## [Things to do]
a) In the court opinion excerpt, Pennsylvania's robbery definition may be narrower than the generic one because it is framed in terms of "bodily injury." Explain why, according to the excerpt, that difference presents no problem.
b) List every Pennsylvania Superior Court decision cited in the court opinion excerpt, with the year given for each.
c) Answer these questions from the court opinion excerpt.
(i) Which court decided United States v. Lockley, and in what year?
(ii) What does the government bear the burden of establishing?
(iii) According to Ball, what does generic robbery involve?

Cir. 2015) (citing United States v. Ramírez, 708 F.3d 295, 302 n.8

(1st Cir. 2013)) (explaining that we apply Taylor's framework not

only to offenses enumerated in the guideline but also to offenses

listed in the application note).

Charged with the burden of establishing that Ball's

conviction was a conviction for a crime of violence as defined in

the 2015 Guidelines Manual, see United States v. Dávila-Félix, 667

F.3d 47, 55 (1st Cir. 2011), the government argues in its

supplemental brief that both of the residual clause's mechanisms

apply here and that either one independently justifies the career

offender enhancement. According to the government, the robbery

offense at issue--defined as theft that includes inflicting bodily

injury, threatening another with immediate bodily injury, or

intentionally putting another in fear of immediate bodily

injury--"involves conduct that presents a serious potential risk

of physical injury to another," U.S.S.G. § 4B1.2(a)(2), either

because the robber may inflict such injury, or because those

perceiving the robber's actions may respond in a way that risks

such injury. That definition of robbery also substantially

- 10 - corresponds to the definition of generic robbery, says the

government, because both definitions involve the taking of

property by force or by intimidation. The government's arguments

are well-taken, as evidenced by the fact that, apart from Ball's

waiver argument, he can marshal in the supplemental brief filed by

his able counsel no persuasive refutation of the government's

position.

As to the first possibility, that 18 Pa. Cons. Stat.

§ 3701(a)(1)(iv) qualifies as a crime of violence because it

"involves conduct that presents a serious potential risk of

physical injury to another," U.S.S.G. § 4B1.2(a)(2), Ball puts

forward only a bald assertion that "[f]ear does not equate to a

potential risk of physical injury." The correctness of this

assertion hardly seems self-evident. To the contrary, it seems

quite reasonable to posit that, in the ordinary case,

"intentionally put[ting] [another] in fear of immediate bodily

injury,“ 18 Pa. Cons. Stat. § 3701(a)(1)(iv), poses ”a serious

potential risk of physical injury to another," U.S.S.G.

§ 4B1.2(a)(2). See Wurie, 2017 WL 3392673, at –5 (citing James

v. United States, 550 U.S. 192, 208 (2007), overruled on other

grounds by Johnson, 135 S. Ct. 2551).

As to the second possibility we outlined in our order,

that 18 Pa. Cons. Stat. § 3701(a)(1)(iv) qualifies as a crime of

violence because it substantially corresponds to the definition of

- 11 - generic robbery, Ball offers little more. He agrees with the

government that generic robbery involves a taking by force or by

intimidation, and then claims that "[a] taking based on intentional

fear of immediate bodily injury is non-generic." Under the generic

definition accepted by both parties, the robbery statute at issue

is clearly compatible. Pennsylvania law recognizes that a

defendant can commit robbery in violation of the statute not only

through force but also through "aggressive actions that

threaten . . . bodily injury." Commonwealth v. Hurd, 407 A.2d

418, 420 (Pa. Super. Ct. 1979); see, e.g., Commonwealth v. Swartz,

484 A.2d 793, 793–94 (Pa. Super. Ct. 1984); Commonwealth v. Davis,

459 A.2d 1267, 1272 (Pa. Super. Ct. 1983). To the extent that

Pennsylvania's definition of the offense at issue differs from the

generic definition in any way, Pennsylvania's definition would

appear to be narrower in the sense that it defines the offense in

terms of “bodily injury.” See United States v. Lockley, 632 F.3d

1238, 1243–45 (11th Cir. 2011) (rejecting that distinction as basis

for finding that robbery offense at issue was not generic). This

presents "no problem, because the conviction necessarily implies

that the defendant has been found guilty of all the elements of

[the generic offense]." Taylor, 495 U.S. at 599. So for this

reason alone, Ball fails in his attempt to parry the government's

argument that the career offender enhancement applies.

## [Information shown]

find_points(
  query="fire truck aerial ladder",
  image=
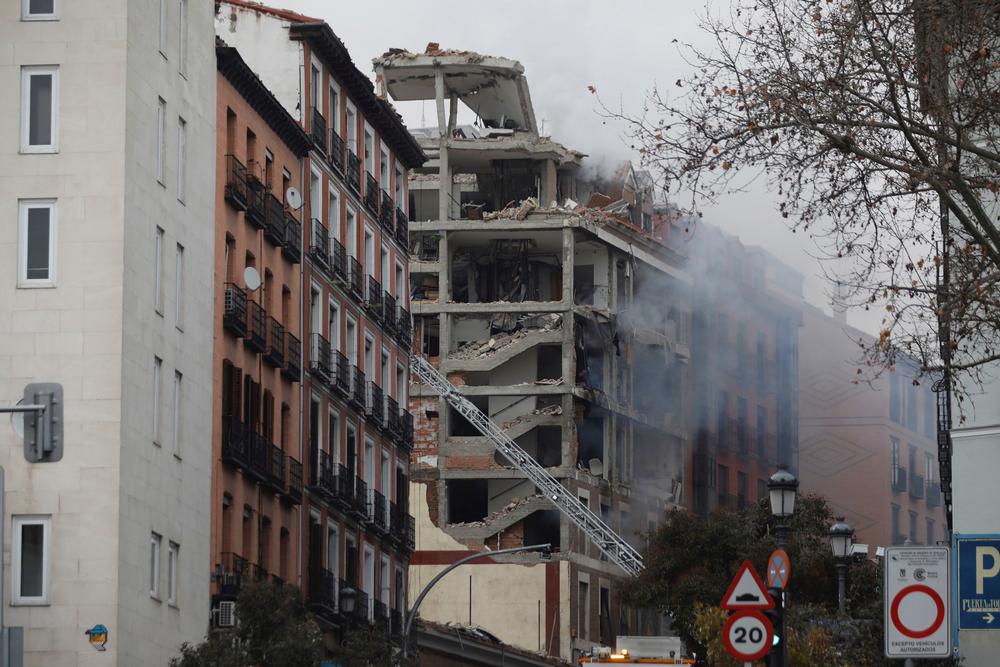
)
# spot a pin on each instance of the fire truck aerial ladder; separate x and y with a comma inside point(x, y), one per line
point(608, 541)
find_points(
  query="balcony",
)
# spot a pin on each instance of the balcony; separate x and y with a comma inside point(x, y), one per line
point(274, 219)
point(323, 591)
point(373, 297)
point(898, 478)
point(293, 356)
point(385, 214)
point(274, 468)
point(234, 313)
point(320, 361)
point(392, 417)
point(291, 247)
point(933, 494)
point(235, 450)
point(275, 343)
point(357, 395)
point(374, 403)
point(405, 429)
point(338, 261)
point(404, 328)
point(294, 484)
point(354, 273)
point(389, 312)
point(402, 229)
point(371, 194)
point(354, 172)
point(230, 572)
point(256, 338)
point(255, 201)
point(378, 512)
point(319, 244)
point(342, 374)
point(336, 152)
point(236, 183)
point(361, 499)
point(318, 130)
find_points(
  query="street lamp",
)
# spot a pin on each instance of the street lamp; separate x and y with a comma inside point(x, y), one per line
point(781, 488)
point(841, 538)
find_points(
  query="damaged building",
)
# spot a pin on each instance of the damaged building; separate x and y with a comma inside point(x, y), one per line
point(569, 325)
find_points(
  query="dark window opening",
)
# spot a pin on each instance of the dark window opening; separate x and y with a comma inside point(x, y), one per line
point(468, 500)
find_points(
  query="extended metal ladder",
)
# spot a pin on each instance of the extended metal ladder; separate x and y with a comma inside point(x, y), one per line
point(608, 541)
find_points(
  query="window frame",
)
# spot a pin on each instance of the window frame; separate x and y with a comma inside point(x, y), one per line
point(17, 522)
point(23, 206)
point(27, 72)
point(26, 14)
point(173, 565)
point(155, 547)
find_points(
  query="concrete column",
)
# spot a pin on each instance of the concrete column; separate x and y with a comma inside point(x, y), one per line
point(444, 171)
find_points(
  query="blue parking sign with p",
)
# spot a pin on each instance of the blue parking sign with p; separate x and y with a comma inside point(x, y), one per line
point(978, 603)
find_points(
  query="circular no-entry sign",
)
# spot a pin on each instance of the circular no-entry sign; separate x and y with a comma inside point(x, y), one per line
point(748, 635)
point(929, 611)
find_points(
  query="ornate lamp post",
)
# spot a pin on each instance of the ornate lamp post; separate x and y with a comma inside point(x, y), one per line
point(841, 539)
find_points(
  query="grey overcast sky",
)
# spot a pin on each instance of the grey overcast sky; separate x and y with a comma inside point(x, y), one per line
point(622, 48)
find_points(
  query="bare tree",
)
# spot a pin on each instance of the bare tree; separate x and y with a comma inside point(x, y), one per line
point(875, 123)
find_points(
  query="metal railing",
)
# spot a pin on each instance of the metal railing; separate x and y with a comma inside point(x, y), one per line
point(234, 310)
point(236, 183)
point(256, 338)
point(318, 130)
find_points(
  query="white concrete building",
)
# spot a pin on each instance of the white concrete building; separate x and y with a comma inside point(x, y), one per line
point(107, 141)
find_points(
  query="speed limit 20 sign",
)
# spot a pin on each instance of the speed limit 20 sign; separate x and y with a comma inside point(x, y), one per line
point(748, 635)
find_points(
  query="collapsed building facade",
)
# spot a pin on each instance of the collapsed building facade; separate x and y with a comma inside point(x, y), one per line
point(567, 325)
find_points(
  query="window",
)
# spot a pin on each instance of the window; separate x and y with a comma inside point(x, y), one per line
point(179, 287)
point(157, 370)
point(155, 542)
point(178, 424)
point(181, 157)
point(30, 557)
point(38, 10)
point(163, 28)
point(39, 109)
point(37, 243)
point(182, 29)
point(158, 271)
point(161, 120)
point(173, 553)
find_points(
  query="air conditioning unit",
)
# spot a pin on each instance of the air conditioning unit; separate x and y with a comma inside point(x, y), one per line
point(225, 614)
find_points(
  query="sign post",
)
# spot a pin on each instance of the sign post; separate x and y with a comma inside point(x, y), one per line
point(917, 602)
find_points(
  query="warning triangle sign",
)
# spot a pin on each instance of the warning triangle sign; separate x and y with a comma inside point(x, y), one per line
point(747, 591)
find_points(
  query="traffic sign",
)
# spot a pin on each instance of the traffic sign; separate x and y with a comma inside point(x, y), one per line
point(778, 569)
point(916, 602)
point(746, 591)
point(748, 635)
point(978, 582)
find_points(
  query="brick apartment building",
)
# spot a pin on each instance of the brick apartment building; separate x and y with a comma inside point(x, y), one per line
point(351, 305)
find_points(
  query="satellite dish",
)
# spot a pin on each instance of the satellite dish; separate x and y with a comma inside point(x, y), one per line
point(251, 278)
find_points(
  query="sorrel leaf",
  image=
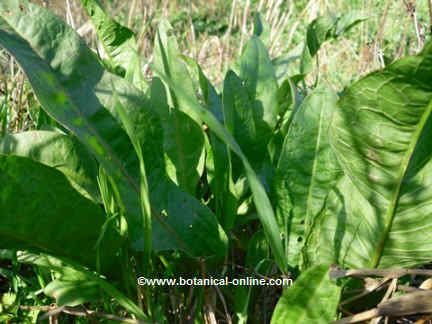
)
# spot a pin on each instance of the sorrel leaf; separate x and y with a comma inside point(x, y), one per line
point(59, 151)
point(184, 139)
point(379, 214)
point(78, 93)
point(306, 171)
point(42, 212)
point(312, 299)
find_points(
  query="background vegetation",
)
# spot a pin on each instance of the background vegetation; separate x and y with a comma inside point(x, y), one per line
point(214, 34)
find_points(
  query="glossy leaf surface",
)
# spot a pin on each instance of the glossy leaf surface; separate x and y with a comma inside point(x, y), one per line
point(41, 211)
point(379, 214)
point(59, 151)
point(78, 92)
point(306, 171)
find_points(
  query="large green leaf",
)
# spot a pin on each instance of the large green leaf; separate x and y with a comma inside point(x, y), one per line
point(312, 299)
point(306, 171)
point(59, 151)
point(324, 28)
point(261, 200)
point(41, 211)
point(79, 93)
point(379, 214)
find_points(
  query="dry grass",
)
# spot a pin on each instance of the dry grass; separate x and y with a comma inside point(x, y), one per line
point(394, 29)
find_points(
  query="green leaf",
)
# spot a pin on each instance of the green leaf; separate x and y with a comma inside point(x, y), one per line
point(42, 212)
point(306, 171)
point(184, 139)
point(244, 119)
point(218, 159)
point(378, 215)
point(73, 290)
point(118, 41)
point(256, 71)
point(67, 272)
point(59, 151)
point(79, 93)
point(312, 299)
point(324, 28)
point(262, 29)
point(260, 197)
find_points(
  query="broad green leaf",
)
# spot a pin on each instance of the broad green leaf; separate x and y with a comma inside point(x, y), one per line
point(306, 171)
point(78, 93)
point(42, 212)
point(184, 139)
point(260, 197)
point(262, 29)
point(59, 151)
point(118, 41)
point(379, 214)
point(312, 299)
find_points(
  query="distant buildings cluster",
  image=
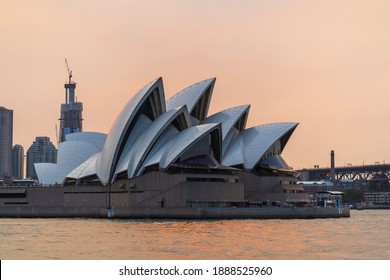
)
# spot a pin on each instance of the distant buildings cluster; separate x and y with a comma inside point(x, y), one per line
point(12, 157)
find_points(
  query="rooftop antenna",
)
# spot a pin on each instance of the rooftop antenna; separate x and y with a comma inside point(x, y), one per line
point(69, 71)
point(57, 134)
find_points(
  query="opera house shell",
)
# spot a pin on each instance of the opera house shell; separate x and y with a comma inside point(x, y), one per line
point(169, 159)
point(154, 139)
point(151, 134)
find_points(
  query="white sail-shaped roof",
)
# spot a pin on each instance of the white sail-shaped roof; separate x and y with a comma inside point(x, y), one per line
point(149, 101)
point(148, 138)
point(196, 97)
point(72, 154)
point(46, 173)
point(255, 143)
point(95, 138)
point(123, 163)
point(187, 138)
point(158, 149)
point(86, 169)
point(231, 119)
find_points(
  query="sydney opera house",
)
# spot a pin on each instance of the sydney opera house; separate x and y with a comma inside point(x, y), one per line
point(168, 158)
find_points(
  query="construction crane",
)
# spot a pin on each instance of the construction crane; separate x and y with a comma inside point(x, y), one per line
point(69, 71)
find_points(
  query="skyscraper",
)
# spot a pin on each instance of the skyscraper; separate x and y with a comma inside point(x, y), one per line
point(6, 126)
point(41, 150)
point(71, 111)
point(17, 161)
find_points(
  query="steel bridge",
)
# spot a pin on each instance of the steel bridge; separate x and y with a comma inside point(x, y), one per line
point(377, 172)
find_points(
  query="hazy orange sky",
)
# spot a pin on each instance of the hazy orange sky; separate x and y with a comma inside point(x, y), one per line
point(324, 64)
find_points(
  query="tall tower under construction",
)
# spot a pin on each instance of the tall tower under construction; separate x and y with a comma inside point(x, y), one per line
point(71, 119)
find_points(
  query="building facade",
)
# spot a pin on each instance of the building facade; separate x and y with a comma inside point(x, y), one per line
point(17, 162)
point(41, 150)
point(71, 119)
point(6, 129)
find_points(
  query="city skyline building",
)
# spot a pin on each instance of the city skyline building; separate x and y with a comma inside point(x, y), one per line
point(71, 119)
point(18, 161)
point(41, 150)
point(6, 131)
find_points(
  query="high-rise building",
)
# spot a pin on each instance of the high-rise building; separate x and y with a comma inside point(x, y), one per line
point(71, 111)
point(17, 161)
point(41, 150)
point(6, 127)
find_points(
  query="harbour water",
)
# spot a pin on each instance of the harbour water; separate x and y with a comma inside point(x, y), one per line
point(365, 235)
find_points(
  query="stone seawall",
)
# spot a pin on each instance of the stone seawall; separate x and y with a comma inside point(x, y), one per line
point(176, 213)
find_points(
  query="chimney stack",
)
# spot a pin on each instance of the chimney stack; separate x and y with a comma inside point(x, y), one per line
point(332, 169)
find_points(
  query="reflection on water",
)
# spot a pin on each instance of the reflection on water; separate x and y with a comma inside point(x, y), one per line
point(363, 236)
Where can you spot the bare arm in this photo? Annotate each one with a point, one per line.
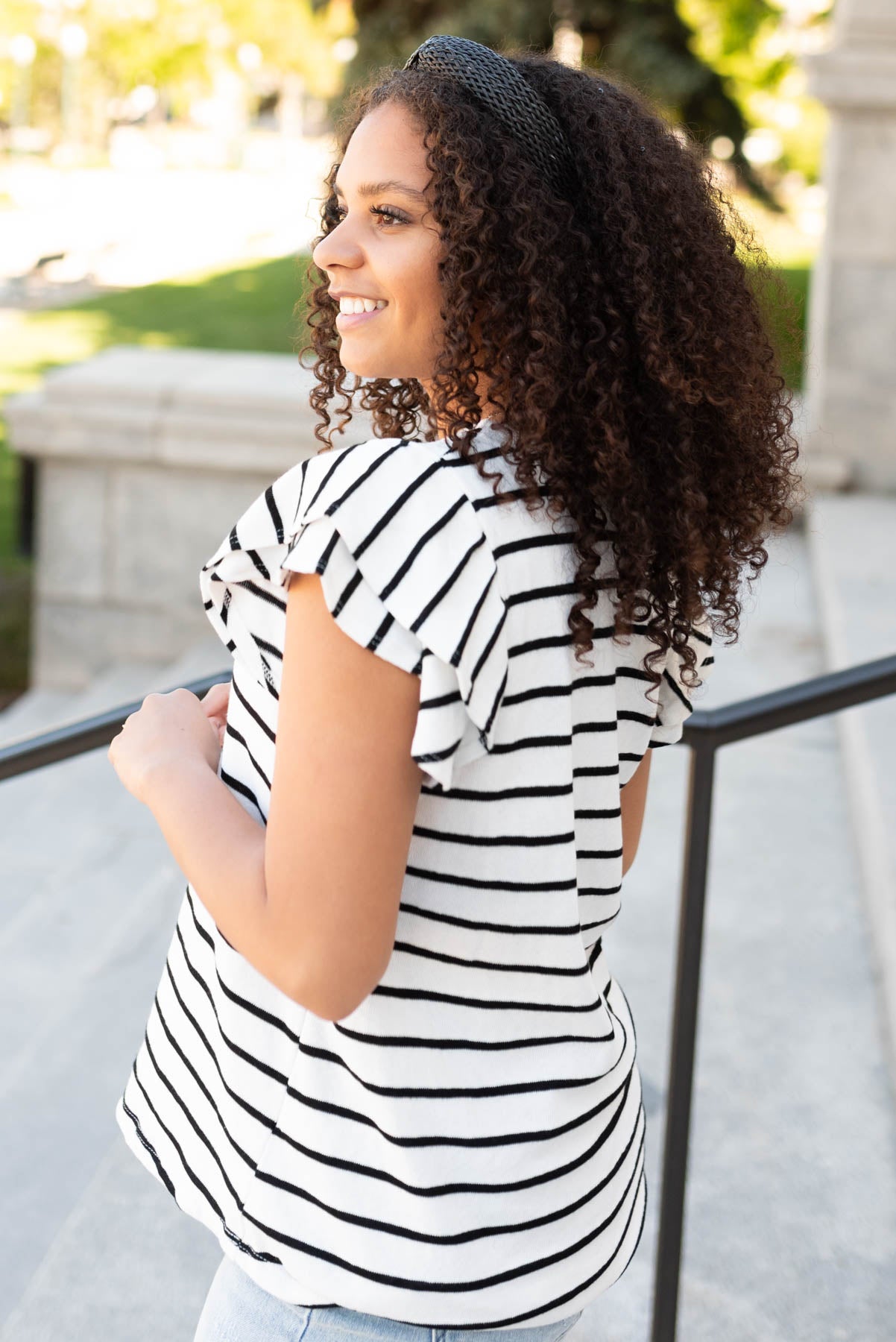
(632, 800)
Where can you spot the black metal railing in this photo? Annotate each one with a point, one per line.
(704, 731)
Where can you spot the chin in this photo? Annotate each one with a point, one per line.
(372, 367)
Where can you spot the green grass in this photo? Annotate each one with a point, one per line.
(251, 308)
(248, 308)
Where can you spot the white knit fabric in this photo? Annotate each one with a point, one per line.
(467, 1147)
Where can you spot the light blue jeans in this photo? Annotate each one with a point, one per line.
(238, 1310)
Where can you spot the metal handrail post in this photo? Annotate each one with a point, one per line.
(684, 1023)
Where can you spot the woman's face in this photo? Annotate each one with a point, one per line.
(385, 248)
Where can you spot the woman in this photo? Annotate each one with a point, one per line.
(388, 1065)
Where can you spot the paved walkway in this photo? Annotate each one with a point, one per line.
(790, 1227)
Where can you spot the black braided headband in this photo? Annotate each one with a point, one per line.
(499, 85)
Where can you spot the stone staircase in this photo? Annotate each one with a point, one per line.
(790, 1232)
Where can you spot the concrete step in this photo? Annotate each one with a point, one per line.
(87, 905)
(792, 1220)
(852, 541)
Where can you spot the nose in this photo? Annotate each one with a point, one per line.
(337, 248)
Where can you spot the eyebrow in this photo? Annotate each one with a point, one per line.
(379, 188)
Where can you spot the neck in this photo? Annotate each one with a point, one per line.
(486, 409)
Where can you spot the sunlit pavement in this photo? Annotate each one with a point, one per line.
(119, 228)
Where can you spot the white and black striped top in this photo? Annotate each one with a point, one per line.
(467, 1147)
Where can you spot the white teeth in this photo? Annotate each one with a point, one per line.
(360, 305)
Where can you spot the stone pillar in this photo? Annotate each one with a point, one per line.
(145, 459)
(851, 359)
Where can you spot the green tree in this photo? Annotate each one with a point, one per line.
(654, 43)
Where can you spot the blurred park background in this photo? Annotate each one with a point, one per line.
(161, 164)
(161, 169)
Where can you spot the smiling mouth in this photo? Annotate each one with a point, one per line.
(345, 321)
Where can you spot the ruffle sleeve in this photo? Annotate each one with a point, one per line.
(407, 572)
(675, 701)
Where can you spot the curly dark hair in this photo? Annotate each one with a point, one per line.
(622, 336)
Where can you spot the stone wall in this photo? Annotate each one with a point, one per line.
(851, 382)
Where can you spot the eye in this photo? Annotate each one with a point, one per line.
(385, 211)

## [List of answers]
a) A narrower definition presents no problem because, as the excerpt quotes from Taylor, the conviction necessarily implies that the defendant has been found guilty of all the elements of the generic offense.

b)
- Commonwealth v. Hurd (1979)
- Commonwealth v. Swartz (1984)
- Commonwealth v. Davis (1983)

c)
(i) The 11th Circuit decided it in 2011.
(ii) The government must establish that Ball's conviction was a conviction for a crime of violence as defined in the 2015 Guidelines Manual.
(iii) Ball agrees with the government that generic robbery involves a taking by force or by intimidation.